▸ **Task objective**
Show each line of the data below that contains the string "carpet".

(Extracted records)

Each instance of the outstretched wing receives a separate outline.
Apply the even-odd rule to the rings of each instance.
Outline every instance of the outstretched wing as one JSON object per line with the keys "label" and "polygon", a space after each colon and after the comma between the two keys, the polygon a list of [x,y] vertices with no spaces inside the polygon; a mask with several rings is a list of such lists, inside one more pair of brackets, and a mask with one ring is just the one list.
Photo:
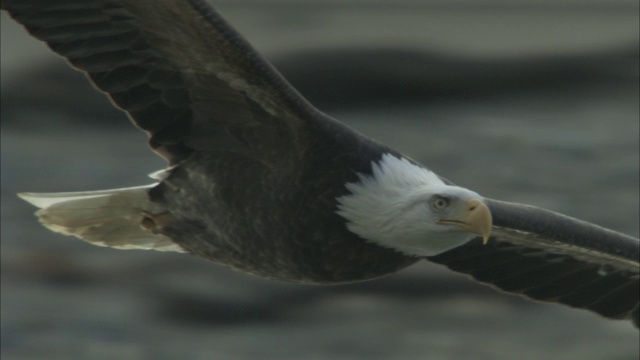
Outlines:
{"label": "outstretched wing", "polygon": [[266,163],[304,150],[317,110],[205,1],[1,4],[107,93],[171,163],[198,150]]}
{"label": "outstretched wing", "polygon": [[506,292],[633,317],[638,325],[638,239],[548,210],[487,201],[489,243],[476,239],[429,260]]}

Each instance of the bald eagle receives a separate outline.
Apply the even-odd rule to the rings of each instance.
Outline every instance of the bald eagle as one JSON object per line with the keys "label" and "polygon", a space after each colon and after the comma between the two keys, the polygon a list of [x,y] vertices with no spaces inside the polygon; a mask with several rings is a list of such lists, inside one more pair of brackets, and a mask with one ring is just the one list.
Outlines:
{"label": "bald eagle", "polygon": [[638,322],[639,240],[485,198],[307,102],[201,0],[2,0],[127,113],[156,182],[24,193],[53,231],[335,284],[422,259],[506,292]]}

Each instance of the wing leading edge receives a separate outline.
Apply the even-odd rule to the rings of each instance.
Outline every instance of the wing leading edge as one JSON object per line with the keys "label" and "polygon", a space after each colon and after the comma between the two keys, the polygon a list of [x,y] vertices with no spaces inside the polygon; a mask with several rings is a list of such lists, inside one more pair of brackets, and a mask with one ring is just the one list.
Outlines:
{"label": "wing leading edge", "polygon": [[488,200],[494,232],[429,260],[505,292],[638,326],[640,241],[533,206]]}

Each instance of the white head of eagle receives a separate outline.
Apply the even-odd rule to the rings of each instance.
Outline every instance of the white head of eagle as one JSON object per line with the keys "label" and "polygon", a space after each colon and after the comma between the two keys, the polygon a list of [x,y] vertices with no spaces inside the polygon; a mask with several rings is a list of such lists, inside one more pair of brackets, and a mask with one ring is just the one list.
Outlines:
{"label": "white head of eagle", "polygon": [[491,233],[489,208],[477,193],[447,185],[435,173],[391,154],[372,174],[347,183],[337,199],[347,228],[365,240],[407,255],[431,256]]}

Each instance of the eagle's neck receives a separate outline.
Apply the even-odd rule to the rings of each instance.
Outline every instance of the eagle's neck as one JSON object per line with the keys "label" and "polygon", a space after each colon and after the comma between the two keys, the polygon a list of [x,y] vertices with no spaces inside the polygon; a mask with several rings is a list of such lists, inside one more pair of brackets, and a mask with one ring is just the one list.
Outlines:
{"label": "eagle's neck", "polygon": [[372,163],[371,175],[347,183],[350,194],[337,199],[347,228],[365,240],[407,255],[429,256],[472,238],[439,231],[425,206],[434,189],[446,185],[435,173],[390,154]]}

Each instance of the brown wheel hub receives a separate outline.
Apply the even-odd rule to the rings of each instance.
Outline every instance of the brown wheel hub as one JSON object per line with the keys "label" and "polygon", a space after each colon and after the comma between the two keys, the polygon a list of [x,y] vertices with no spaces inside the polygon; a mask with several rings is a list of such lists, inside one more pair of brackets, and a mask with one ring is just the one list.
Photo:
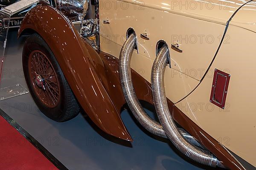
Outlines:
{"label": "brown wheel hub", "polygon": [[57,74],[46,55],[35,50],[29,57],[29,81],[41,102],[48,108],[54,108],[60,102],[60,83]]}

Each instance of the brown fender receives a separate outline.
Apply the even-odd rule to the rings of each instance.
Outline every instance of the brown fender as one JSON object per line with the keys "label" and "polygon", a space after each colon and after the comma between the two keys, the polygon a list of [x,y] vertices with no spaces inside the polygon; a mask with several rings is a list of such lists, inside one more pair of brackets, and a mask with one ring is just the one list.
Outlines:
{"label": "brown fender", "polygon": [[103,85],[104,63],[68,20],[51,7],[39,5],[26,15],[18,36],[27,31],[38,33],[48,44],[79,103],[96,125],[111,135],[132,141]]}

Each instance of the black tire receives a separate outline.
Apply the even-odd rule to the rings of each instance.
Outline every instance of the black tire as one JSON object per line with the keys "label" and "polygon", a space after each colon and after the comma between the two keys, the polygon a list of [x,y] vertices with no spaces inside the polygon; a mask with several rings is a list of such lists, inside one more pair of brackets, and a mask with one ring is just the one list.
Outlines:
{"label": "black tire", "polygon": [[[54,107],[48,107],[44,103],[44,100],[38,95],[38,91],[34,87],[35,83],[31,78],[29,60],[32,51],[38,51],[45,54],[56,74],[55,79],[58,79],[58,102]],[[79,113],[80,107],[76,98],[67,83],[53,54],[47,44],[39,35],[35,33],[26,40],[23,48],[22,64],[23,71],[28,87],[35,103],[40,110],[46,116],[58,122],[69,120]],[[38,93],[36,93],[37,92]],[[44,92],[43,92],[44,93]]]}

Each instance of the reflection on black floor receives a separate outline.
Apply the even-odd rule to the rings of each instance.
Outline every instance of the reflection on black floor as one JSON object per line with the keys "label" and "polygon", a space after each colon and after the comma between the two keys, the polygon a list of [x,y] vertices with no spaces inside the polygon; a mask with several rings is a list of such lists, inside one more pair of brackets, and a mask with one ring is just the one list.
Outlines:
{"label": "reflection on black floor", "polygon": [[[17,41],[15,31],[9,34],[1,88],[18,83],[26,87],[21,64],[24,39]],[[126,110],[122,118],[133,143],[105,134],[84,113],[66,122],[55,122],[38,110],[29,94],[0,101],[0,107],[70,170],[201,169],[166,142],[145,133]]]}

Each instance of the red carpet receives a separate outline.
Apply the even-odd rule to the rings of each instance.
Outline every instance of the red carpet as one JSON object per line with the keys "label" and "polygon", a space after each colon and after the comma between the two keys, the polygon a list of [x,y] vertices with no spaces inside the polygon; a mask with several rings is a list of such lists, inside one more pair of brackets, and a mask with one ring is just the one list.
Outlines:
{"label": "red carpet", "polygon": [[0,170],[58,170],[0,116]]}

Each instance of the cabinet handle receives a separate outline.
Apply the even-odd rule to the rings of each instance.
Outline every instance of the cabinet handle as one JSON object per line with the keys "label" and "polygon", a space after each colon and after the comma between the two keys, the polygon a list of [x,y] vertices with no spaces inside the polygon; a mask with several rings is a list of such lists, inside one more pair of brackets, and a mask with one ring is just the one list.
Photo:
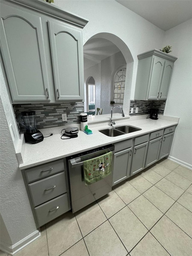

▸ **Answer for the task**
Each instance of the red carpet receives a separate outline.
Outline every instance of the red carpet as one JSON object per line with the keys "label" and "polygon", a space after each colon and after the comma between the two keys, the polygon a list of [x,y] vertices with no spaces inside the polygon; a mask with several rings is a list of such lists, inside one more pair of brackets, and a mask with one ring is just the one list.
{"label": "red carpet", "polygon": [[0,170],[58,170],[0,116]]}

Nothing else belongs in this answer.